WORK TO BE COMPLETED: Each of the entries below should be written out exactly as it reads.

----

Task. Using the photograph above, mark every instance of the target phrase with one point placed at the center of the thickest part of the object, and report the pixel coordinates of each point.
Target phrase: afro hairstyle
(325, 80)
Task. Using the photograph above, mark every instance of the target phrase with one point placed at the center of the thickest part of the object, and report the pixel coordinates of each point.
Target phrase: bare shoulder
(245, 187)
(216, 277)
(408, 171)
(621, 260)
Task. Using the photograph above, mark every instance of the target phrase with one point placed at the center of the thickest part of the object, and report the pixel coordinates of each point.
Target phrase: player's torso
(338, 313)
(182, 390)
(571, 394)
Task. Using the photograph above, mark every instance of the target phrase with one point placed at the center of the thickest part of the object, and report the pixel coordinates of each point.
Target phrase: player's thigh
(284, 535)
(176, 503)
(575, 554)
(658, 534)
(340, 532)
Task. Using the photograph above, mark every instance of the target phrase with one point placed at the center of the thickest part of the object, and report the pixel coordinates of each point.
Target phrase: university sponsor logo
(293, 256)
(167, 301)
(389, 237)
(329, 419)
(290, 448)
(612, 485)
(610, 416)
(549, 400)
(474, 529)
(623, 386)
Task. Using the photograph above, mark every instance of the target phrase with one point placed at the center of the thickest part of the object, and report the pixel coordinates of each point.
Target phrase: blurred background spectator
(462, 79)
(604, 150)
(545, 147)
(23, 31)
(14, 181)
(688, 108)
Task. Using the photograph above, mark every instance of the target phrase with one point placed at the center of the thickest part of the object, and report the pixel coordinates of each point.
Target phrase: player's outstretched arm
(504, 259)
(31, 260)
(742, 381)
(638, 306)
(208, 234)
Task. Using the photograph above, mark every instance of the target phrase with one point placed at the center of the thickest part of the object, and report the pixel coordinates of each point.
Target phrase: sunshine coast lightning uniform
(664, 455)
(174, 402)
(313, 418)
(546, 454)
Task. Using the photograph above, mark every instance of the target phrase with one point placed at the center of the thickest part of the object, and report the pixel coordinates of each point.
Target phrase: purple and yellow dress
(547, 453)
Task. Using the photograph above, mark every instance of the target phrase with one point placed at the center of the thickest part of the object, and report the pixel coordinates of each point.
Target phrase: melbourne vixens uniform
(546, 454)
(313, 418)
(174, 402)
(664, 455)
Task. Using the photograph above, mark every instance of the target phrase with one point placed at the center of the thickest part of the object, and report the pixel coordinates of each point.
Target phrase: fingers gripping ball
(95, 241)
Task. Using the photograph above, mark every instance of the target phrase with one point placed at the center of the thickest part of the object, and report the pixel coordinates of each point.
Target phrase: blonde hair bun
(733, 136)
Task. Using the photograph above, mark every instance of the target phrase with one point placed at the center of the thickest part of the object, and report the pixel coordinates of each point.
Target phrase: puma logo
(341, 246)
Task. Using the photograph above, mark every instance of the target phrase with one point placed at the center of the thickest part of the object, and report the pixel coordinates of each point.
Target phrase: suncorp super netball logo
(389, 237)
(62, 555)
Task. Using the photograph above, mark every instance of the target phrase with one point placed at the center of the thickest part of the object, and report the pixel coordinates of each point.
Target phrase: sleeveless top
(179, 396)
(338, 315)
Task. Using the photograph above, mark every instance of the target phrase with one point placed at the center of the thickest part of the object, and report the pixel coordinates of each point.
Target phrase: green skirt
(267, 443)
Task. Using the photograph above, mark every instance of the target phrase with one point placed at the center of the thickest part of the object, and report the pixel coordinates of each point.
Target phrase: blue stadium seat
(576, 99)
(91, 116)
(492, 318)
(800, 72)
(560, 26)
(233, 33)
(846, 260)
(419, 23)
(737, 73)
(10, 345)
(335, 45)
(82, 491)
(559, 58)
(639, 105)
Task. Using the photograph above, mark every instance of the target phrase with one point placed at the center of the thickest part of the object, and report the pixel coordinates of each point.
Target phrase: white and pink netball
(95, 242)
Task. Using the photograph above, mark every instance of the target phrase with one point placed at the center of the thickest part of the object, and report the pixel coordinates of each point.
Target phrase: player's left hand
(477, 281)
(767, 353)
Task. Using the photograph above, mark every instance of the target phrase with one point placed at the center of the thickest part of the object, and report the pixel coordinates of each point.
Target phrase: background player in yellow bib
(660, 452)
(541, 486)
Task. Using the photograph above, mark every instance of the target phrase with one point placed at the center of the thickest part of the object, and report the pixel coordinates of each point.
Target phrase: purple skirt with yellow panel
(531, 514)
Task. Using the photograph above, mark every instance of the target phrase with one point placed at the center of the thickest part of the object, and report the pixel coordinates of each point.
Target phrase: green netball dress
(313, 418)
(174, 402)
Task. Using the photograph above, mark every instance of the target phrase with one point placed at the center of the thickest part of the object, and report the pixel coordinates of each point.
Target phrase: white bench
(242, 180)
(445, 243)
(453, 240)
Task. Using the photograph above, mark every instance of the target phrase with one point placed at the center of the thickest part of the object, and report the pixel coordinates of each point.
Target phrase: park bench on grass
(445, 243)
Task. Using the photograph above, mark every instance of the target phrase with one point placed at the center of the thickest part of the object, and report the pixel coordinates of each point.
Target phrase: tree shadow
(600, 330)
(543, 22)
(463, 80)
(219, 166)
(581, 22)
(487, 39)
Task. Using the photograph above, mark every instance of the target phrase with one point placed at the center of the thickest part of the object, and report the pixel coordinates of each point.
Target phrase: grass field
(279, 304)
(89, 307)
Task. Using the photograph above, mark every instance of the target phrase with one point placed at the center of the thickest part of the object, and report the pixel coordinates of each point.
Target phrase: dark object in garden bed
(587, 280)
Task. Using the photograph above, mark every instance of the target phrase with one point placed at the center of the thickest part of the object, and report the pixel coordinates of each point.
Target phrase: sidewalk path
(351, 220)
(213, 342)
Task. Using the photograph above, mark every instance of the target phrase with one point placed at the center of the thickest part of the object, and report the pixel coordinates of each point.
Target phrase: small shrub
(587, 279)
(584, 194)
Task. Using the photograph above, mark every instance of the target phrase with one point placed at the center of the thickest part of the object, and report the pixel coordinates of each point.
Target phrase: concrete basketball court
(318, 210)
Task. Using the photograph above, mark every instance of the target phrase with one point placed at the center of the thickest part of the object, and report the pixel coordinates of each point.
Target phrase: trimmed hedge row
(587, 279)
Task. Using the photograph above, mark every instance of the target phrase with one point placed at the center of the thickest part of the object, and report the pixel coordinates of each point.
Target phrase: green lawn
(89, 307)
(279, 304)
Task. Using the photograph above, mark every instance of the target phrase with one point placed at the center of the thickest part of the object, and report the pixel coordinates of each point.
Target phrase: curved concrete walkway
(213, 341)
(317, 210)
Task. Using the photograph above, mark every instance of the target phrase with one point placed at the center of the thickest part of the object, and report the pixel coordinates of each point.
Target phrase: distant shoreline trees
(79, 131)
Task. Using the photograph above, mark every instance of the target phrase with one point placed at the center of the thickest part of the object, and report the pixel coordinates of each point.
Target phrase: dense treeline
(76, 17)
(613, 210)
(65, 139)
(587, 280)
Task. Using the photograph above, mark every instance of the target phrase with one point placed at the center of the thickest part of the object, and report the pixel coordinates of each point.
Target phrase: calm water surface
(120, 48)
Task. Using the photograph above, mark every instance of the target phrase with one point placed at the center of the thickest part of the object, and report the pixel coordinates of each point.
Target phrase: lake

----

SOLUTION:
Task. Using the photograph above, mark every instance of the target phrase with one point placed at the center of the thickest part of the object, and report the pixel coordinates of each point.
Target phrase: afro hairstyle
(325, 80)
Task. Using the photograph above, mark every instance of the target phrase with one point placed at the center of the thickest part of the object, and report the pixel coordinates of each point.
Target phrase: bare shoulder
(245, 187)
(216, 277)
(408, 171)
(621, 260)
Task. Using the photograph above, mark every instance of the target phrase with one point placed at the center of the thickest part of the object, and report the pixel coordinates of each point.
Target phrase: player's torso
(338, 313)
(182, 390)
(571, 394)
Task. Using the photograph above, mark every instance of the target phrase with one point placed at the center of the thickest part of the object, and report the pixel coordinates of each point.
Target phrase: player's thigh
(284, 535)
(176, 503)
(575, 554)
(658, 534)
(340, 532)
Task. Using the photograph above, mark every instance of the target phrase with one point placed at the center of the thickest part of the object, and report the pixel coordinates of each point.
Target phrase: university sponsor logo
(293, 256)
(167, 301)
(389, 237)
(329, 419)
(290, 448)
(612, 485)
(610, 416)
(549, 400)
(474, 529)
(623, 386)
Task. Using the photograph above, mark every instance of the target phrase with one point placed at the center of the thickest part of the object, and report the pixel coordinates of each point.
Target phrase: blurred background spectator
(462, 79)
(604, 150)
(545, 147)
(23, 31)
(14, 181)
(688, 108)
Task. Using the photograph above, mark every instance of the target phrase with one point placed at the center of the thickest part of the object, and report the pixel coordinates of each point.
Target phrase: player's outstretched arm
(504, 259)
(31, 260)
(742, 381)
(638, 306)
(208, 234)
Task. Using the photograph above, mark every instance of the target phrase with one point placed at the center of the thickest part of the object, and report the pixel coordinates of each point.
Target phrase: sunshine coast lightning uniform
(664, 455)
(174, 402)
(313, 418)
(546, 454)
Task. Using the photograph above, mark every instance of the target phrase with one point placed at the center of the thickest part of the object, and report the pixel coordinates of each point.
Target phrase: purple and yellow dress
(547, 453)
Task. Using the photograph above, mark every instance of the target phrase with one point placed at the center of the thickest part of the object, and report the pixel coordinates of each point.
Target phrase: melbourne vixens uniform
(546, 454)
(313, 418)
(174, 402)
(664, 455)
Task. Using the photograph above, mark every instance of the target phrase with one point placed at the center of the thickest part of the object, and report the pixel coordinates of each point.
Target phrase: fingers gripping ball
(95, 241)
Task. Using the photograph above, mark every instance of the target phrase with one point placed at the center of the thickest part of the object, and report the pixel coordinates of each point.
Target phrase: blonde hair bun
(733, 136)
Task. Using the photograph above, mark every instance of the target phrase with one point placed at the center of the thickest part of the object, and report the pixel coordinates of each point.
Target phrase: puma logo
(341, 246)
Task. Using the photograph above, mark every instance of the target phrase with one point placed at the center of the thickest part of the object, and report the pixel coordinates of each point.
Target phrase: suncorp super netball logo
(389, 237)
(62, 555)
Task. Using the photograph above, mark every instance of the target phrase with one point placed at the center of the thickest part of the object, and report the pixel coordinates of each point.
Target phrase: sleeveless top
(179, 396)
(338, 315)
Task. Using the photograph above, mark every instance of the target phrase with one point placed at the center of the thickest part of the object, and report the pixel coordinates of each point.
Target phrase: green skirt
(267, 443)
Task. Using the photograph above, mark every instance of the target phrase with one point placed at the center of the thickest part of the object, and report the pixel coordinates of each point.
Target phrase: blue stadium seat
(576, 99)
(91, 116)
(492, 318)
(800, 72)
(560, 26)
(233, 33)
(846, 260)
(419, 23)
(737, 73)
(10, 345)
(335, 45)
(82, 491)
(559, 58)
(639, 105)
Task. Using the photograph above, mark every instance of the target phrase with one point placed at the center of the thickest part of the object, and report the pixel coordinates of each point.
Target phrase: white and pink netball
(95, 242)
Task. Using the photograph above, mark every instance of the target phrase with one point placed at the center of the thickest part of the object, and report the pixel coordinates of each point.
Target phrase: player's left hand
(477, 281)
(767, 353)
Task. Using the photograph above, mark every instance of the target phrase with one point placed at the center of the thickest part of the object, and report the pixel coordinates of each point.
Target phrase: background player in yellow bib
(660, 452)
(541, 486)
Task. Using the photograph above, mark every instance of the target phrase with one point placed at the center of the thickest part of the object, and report the pixel coordinates of each point.
Target phrase: purple skirt with yellow panel
(531, 514)
Task. Using the photograph above, mark every instance of the target phrase with one point placed at the center of the thickest part of the object, and report the pixel coordinates of each point.
Target phrase: green netball dress
(313, 418)
(174, 402)
Task. Using the photograph above, mark every instance of the target phrase with one point placed at the center of the thickest part of the object, and report the pixel coordinates of each point.
Target phrase: white bench
(242, 180)
(445, 243)
(453, 240)
Task. Using the photograph above, mark every instance of the target phrase with one point placed at the center of the thickest part of the object, and report the pixel coordinates of each point.
Target phrase: park bench on grass
(445, 243)
Task. Using the photograph above, mark every instance of the target phrase with one point placed at the center of the thickest part of the object, and report the pixel coordinates of each point.
Target phrase: tree shadow
(600, 330)
(543, 22)
(463, 80)
(219, 166)
(581, 22)
(487, 39)
Task. Using the photograph above, mark every instance of the target phrase with one point placed at the center of the thickest part of the object, and report the pixel coordinates of each point.
Target phrase: grass field
(279, 304)
(89, 307)
Task. Using the photograph above, mark every instance of the target phrase with one point placed at the center of the thickest part of the object, and report the pixel coordinates of each point.
Target phrase: dark object in garden bed
(587, 280)
Task. Using the photograph above, mark every instance of the target phrase with one point placed at the center of the thickest part of the object, and report the pixel coordinates of each point.
Target phrase: sidewalk path
(351, 220)
(213, 342)
Task. Using the photograph above, mark every instance of the target phrase with one point placed at the center of the thickest part of the object, and report the pixel coordinates of each point.
Target phrase: small shrub
(587, 279)
(584, 194)
Task. Using the photograph above, mark every instance of the target phrase with one point placed at the center of the thickest part of the object, and report the pixel coordinates of each point.
Target phrase: concrete basketball court
(318, 210)
Task. Using the photograph above, mark every instance of the target phrase with one point placed at the center of the thickest part of the object, and report the pixel coordinates of each point.
Target phrase: trimmed hedge row
(587, 279)
Task. Using the photograph above, mark every instance of the target phrase with one point placed at the center of the thickest part of the object, and report the pixel coordinates of each point.
Target phrase: green lawn
(89, 307)
(279, 304)
Task. Using the photograph above, mark every instance of the target phrase with one point placed at the center of the thickest part of the object, and report the pixel coordinates of each point.
Target phrase: curved concrete walkway
(213, 341)
(317, 210)
Task. Using the photograph above, mark every instance of the target phrase with one point placed at the center of the thickest part of the object, and report the pixel coordinates of each point.
Target phrase: distant shoreline trees
(79, 131)
Task. Using the photograph above, mark every instance of the target phrase with one point placed at the center of the thickest part of the object, and report the pixel coordinates of each point.
Target phrase: dense treeline
(76, 17)
(613, 210)
(65, 139)
(587, 280)
Task. Using the photograph above, mark every instance of the target phrase with one point placed at the center of the thickest part of the object, and report the pixel coordinates of each point.
Target phrase: calm water surface
(120, 48)
Task. Using the photograph above, mark every instance of the target phrase with one point placed at the center of the thickest part of the object, and report the pixel coordinates of each point.
Target phrase: lake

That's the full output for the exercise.